— Task instructions —
Can you transcribe every line exactly and leave the pictures behind?

— Materials provided —
⁂

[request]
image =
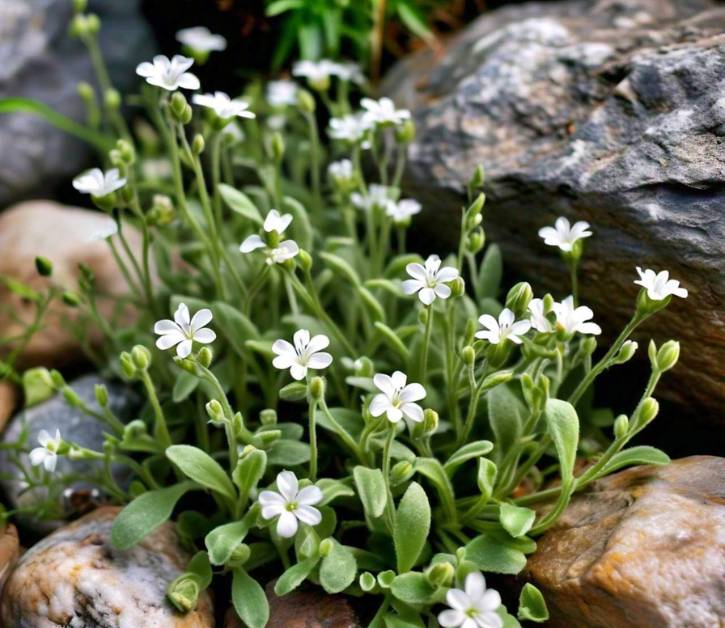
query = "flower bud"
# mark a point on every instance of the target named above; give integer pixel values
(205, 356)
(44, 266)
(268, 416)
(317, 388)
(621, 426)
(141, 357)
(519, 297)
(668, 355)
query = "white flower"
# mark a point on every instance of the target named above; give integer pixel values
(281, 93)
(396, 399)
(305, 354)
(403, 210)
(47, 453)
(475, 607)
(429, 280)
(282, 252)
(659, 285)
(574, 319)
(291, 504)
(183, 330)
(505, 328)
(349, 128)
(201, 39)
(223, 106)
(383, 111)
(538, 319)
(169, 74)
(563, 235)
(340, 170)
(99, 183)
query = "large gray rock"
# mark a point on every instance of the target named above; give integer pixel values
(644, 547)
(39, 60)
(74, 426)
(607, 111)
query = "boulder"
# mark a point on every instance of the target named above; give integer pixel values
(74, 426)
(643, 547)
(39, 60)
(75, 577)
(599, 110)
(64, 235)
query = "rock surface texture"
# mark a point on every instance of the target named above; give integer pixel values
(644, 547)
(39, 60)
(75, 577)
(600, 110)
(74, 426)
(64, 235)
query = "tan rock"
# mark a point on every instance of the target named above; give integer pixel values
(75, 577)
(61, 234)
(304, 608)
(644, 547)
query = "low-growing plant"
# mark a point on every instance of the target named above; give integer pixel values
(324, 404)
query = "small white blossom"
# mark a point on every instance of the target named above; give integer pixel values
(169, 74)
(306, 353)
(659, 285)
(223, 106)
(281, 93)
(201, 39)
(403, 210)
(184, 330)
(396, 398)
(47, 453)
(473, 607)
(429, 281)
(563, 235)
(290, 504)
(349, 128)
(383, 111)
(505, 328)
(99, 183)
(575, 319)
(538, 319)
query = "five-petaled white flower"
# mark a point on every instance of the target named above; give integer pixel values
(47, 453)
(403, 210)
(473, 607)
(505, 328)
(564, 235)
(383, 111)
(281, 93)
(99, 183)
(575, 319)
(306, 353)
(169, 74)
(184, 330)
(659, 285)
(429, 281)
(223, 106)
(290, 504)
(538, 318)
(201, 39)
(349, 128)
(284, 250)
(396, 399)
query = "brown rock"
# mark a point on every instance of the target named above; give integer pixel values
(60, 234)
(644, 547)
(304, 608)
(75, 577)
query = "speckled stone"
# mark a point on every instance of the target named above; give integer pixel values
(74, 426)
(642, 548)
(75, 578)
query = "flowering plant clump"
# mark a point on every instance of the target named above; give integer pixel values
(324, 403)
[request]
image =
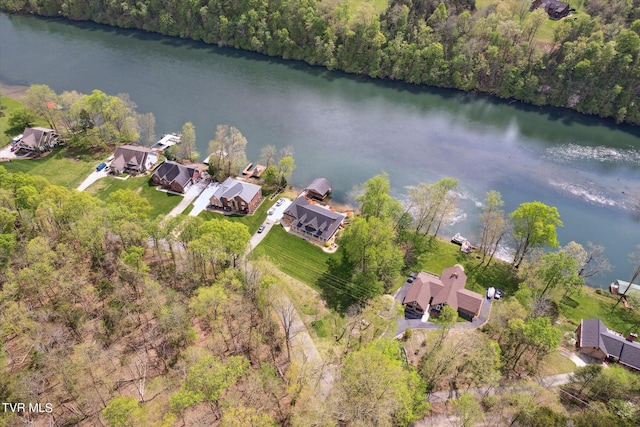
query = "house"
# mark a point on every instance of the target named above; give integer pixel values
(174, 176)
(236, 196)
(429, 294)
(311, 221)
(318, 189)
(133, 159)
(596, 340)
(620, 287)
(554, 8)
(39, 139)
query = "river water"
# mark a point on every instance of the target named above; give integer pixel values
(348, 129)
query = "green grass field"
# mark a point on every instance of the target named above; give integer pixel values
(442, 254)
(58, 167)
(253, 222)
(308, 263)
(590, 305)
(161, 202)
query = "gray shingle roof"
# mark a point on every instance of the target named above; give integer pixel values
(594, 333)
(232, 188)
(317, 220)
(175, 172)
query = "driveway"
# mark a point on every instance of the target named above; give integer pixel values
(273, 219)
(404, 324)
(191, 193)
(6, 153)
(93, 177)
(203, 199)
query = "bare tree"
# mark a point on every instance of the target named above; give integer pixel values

⁂

— Response —
[request]
image =
query = "flower bud"
# mark a point on every instance of the target named above; give integer pixel values
(205, 356)
(44, 266)
(268, 416)
(317, 388)
(621, 426)
(141, 357)
(519, 297)
(668, 355)
query = "white flower"
# mark a point on every instance of the target named above; give integer pixel values
(281, 93)
(396, 399)
(305, 354)
(403, 210)
(47, 453)
(475, 607)
(429, 280)
(282, 252)
(659, 285)
(574, 319)
(291, 504)
(183, 330)
(505, 328)
(349, 128)
(201, 39)
(223, 106)
(383, 111)
(538, 319)
(169, 74)
(563, 235)
(340, 170)
(99, 183)
query = "large gray rock"
# mark a point on every instance of the target named above; give integer pixel values
(644, 547)
(39, 60)
(74, 426)
(607, 111)
query = "boulder"
# mark a point on every instance of the target named above; give integer pixel values
(74, 426)
(643, 547)
(39, 60)
(75, 577)
(599, 110)
(64, 235)
query = "rock surface texture"
# mark a point on every instance of the target named above; give integer pixel values
(644, 547)
(39, 60)
(75, 577)
(600, 110)
(74, 426)
(64, 235)
query = "tan rock"
# mark a point on every instance of the target named above; give integer pixel values
(75, 577)
(61, 234)
(304, 608)
(644, 547)
query = "low-growing plant"
# mark a point on every instance of the target named above; give integer pixel values
(324, 404)
query = "small white blossom"
# mark a point on every instance of the target named above; give integer pixel values
(169, 74)
(306, 353)
(659, 285)
(223, 106)
(281, 93)
(201, 39)
(403, 210)
(184, 330)
(396, 398)
(47, 453)
(473, 607)
(429, 281)
(563, 235)
(290, 504)
(349, 128)
(383, 111)
(505, 328)
(99, 183)
(575, 319)
(538, 319)
query = "five-petaled white flower"
# mark a point on every instance of the target named above; give integer pixel values
(47, 453)
(403, 210)
(473, 607)
(505, 328)
(564, 235)
(383, 111)
(281, 93)
(99, 183)
(575, 319)
(306, 353)
(169, 74)
(184, 330)
(659, 285)
(429, 281)
(223, 106)
(290, 504)
(538, 318)
(201, 39)
(349, 128)
(284, 250)
(396, 399)
query = "brown rock"
# mark a point on every instance of the target named above; give integer pixel values
(60, 234)
(644, 547)
(304, 608)
(75, 577)
query = "speckled stone"
# mark a point on every instance of the target named above; give integer pixel values
(74, 426)
(642, 548)
(75, 578)
query = "flowering plant clump"
# mark a point on every instance of the target named above; give integer pixel values
(324, 403)
[request]
image =
query = "house"
# mark a point on every instance of the target named above; give integer pixel values
(174, 176)
(236, 196)
(429, 294)
(311, 221)
(318, 189)
(133, 159)
(596, 340)
(620, 287)
(554, 8)
(39, 139)
query = "river water"
# mark a point on every instance of the target named above; give integer pixel values
(348, 129)
query = "green grass field"
# mark a point on every instance of the target named above; give integer pixel values
(442, 254)
(58, 167)
(253, 222)
(308, 263)
(590, 305)
(161, 202)
query = "gray shingle roof"
# mark a point on every instance of the target named above; give integer pixel values
(594, 333)
(232, 188)
(317, 220)
(175, 172)
query = "driveway"
# mark a point on every instance of the target named above; give integer pixel values
(273, 219)
(404, 324)
(191, 193)
(6, 153)
(93, 177)
(203, 199)
query = "bare tree"
# mark a point on every instance of the target named above; give integer pixel values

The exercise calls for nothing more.